Although we have this wonderful monopolized information age where digital information runs wild and free, i cannot help but feel a silent powerful force is negatively influencing the human race in a desperate bid to keep us under controll. The only hope for the common man to be free of this financial and intellectual tyranny is a revolution sparked by abundance of cheap clean energy that only the polywell can hope to produce. After 86 years we may be finally getting our shit together.
Purity is Power
Re: The people and their contributions
Simply amazing. That kind of person is rare: how many Robert W. Bussards are there running around? And then, during the 40's there were all these smart, largely self-taught men working together, all at the same time.Keegan wrote:It just strikes me as such an amazing photo, alot of those faces have contributed to the polywell and the future in ways they couldn't have imagined. It makes me wonder what that group of people could have accomplished if they knew what we knew today about nuclear fusion.
Although we have this wonderful monopolized information age where digital information runs wild and free, i cannot help but feel a silent powerful force is negatively influencing the human race in a desperate bid to keep us under controll. The only hope for the common man to be free of this financial and intellectual tyranny is a revolution sparked by abundance of cheap clean energy that only the polywell can hope to produce. After 86 years we may be finally getting our shit together.

◆ **RAW DATA**

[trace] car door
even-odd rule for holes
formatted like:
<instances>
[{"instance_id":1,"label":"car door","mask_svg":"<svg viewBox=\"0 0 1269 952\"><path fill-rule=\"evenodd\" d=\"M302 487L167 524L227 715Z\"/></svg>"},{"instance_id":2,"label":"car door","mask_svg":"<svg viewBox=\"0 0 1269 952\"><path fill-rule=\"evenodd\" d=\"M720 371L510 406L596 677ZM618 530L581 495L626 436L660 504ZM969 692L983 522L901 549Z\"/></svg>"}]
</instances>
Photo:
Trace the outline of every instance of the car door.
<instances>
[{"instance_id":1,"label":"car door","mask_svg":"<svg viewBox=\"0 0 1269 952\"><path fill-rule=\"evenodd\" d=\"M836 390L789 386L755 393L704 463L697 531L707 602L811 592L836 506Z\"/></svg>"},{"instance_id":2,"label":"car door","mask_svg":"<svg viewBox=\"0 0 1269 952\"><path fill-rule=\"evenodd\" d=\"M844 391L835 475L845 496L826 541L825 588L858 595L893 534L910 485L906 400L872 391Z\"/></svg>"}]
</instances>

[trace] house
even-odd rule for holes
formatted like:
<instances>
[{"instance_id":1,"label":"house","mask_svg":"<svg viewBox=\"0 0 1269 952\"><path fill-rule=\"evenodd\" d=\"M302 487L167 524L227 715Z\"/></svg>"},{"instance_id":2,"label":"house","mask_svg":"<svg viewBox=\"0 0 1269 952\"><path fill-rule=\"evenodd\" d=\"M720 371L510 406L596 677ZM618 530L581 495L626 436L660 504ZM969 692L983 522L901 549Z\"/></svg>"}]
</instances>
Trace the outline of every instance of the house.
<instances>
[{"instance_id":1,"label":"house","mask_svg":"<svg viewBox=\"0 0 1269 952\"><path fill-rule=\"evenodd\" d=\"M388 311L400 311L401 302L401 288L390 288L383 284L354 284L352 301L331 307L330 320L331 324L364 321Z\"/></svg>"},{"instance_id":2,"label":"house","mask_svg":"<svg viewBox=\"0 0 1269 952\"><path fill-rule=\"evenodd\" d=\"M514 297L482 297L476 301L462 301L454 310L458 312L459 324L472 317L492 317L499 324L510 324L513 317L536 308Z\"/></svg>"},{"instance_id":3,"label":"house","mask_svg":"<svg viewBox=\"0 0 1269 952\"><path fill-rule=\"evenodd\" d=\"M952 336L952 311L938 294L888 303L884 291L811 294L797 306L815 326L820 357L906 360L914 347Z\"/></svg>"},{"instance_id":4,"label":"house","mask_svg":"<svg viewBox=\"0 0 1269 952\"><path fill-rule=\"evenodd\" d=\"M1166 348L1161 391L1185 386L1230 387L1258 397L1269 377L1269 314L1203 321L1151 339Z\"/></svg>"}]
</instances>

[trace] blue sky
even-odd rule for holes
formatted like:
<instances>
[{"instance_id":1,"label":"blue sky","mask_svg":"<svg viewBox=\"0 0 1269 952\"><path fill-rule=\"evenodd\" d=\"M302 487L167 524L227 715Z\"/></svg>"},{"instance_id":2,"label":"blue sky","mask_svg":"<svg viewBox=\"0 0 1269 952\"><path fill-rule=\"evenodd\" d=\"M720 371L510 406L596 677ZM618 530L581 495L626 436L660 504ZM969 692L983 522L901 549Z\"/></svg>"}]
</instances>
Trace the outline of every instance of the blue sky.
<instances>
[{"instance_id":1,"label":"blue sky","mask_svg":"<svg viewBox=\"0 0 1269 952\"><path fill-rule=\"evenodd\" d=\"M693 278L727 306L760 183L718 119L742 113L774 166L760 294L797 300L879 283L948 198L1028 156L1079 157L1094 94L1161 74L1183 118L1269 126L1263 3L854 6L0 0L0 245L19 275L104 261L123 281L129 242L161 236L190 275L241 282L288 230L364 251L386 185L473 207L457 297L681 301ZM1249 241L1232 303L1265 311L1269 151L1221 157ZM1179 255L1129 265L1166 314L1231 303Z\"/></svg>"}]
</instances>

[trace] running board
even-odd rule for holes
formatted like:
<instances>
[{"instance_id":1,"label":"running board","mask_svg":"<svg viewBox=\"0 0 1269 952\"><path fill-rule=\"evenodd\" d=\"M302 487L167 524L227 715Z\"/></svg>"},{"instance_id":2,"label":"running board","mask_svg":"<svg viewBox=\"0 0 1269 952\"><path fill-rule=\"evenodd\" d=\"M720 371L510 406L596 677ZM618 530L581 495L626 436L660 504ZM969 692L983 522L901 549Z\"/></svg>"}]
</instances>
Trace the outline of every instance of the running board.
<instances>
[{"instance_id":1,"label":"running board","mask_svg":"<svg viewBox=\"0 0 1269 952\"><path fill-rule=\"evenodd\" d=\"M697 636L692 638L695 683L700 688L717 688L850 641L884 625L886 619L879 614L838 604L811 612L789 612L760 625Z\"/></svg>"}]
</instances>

◆ **ACTIVITY LIST**
A: In the forum post, what is named as the only hope for the common man to be free of financial and intellectual tyranny?
B: Print word for word the stretch of the forum post from "Purity is Power" through "about nuclear fusion.".

◆ **EXPECTED RESPONSES**
A: A revolution sparked by an abundance of cheap clean energy that only the polywell can hope to produce.

B:
Purity is Power
Re: The people and their contributions
Simply amazing. That kind of person is rare: how many Robert W. Bussards are there running around? And then, during the 40's there were all these smart, largely self-taught men working together, all at the same time.Keegan wrote:It just strikes me as such an amazing photo, alot of those faces have contributed to the polywell and the future in ways they couldn't have imagined. It makes me wonder what that group of people could have accomplished if they knew what we knew today about nuclear fusion.